--- Direction ---
Switch "green leaf" to "yellow leaf" in the lines below, and write the lines out again with everything else unchanged.

--- Supplied material ---

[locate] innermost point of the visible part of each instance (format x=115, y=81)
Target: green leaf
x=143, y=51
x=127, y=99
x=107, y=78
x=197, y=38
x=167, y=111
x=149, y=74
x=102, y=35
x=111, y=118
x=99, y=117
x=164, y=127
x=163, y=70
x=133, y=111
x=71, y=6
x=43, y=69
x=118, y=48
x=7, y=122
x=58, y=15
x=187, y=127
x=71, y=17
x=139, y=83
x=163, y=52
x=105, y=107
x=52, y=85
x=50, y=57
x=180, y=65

--- Result ---
[locate] innermost point of the visible part of each instance (format x=115, y=81)
Target: yellow leaf
x=143, y=51
x=127, y=99
x=107, y=78
x=197, y=38
x=167, y=111
x=149, y=74
x=102, y=35
x=111, y=118
x=99, y=117
x=164, y=127
x=163, y=70
x=133, y=111
x=71, y=6
x=43, y=69
x=118, y=48
x=7, y=122
x=58, y=15
x=187, y=127
x=71, y=17
x=139, y=83
x=163, y=52
x=105, y=107
x=52, y=85
x=50, y=57
x=180, y=65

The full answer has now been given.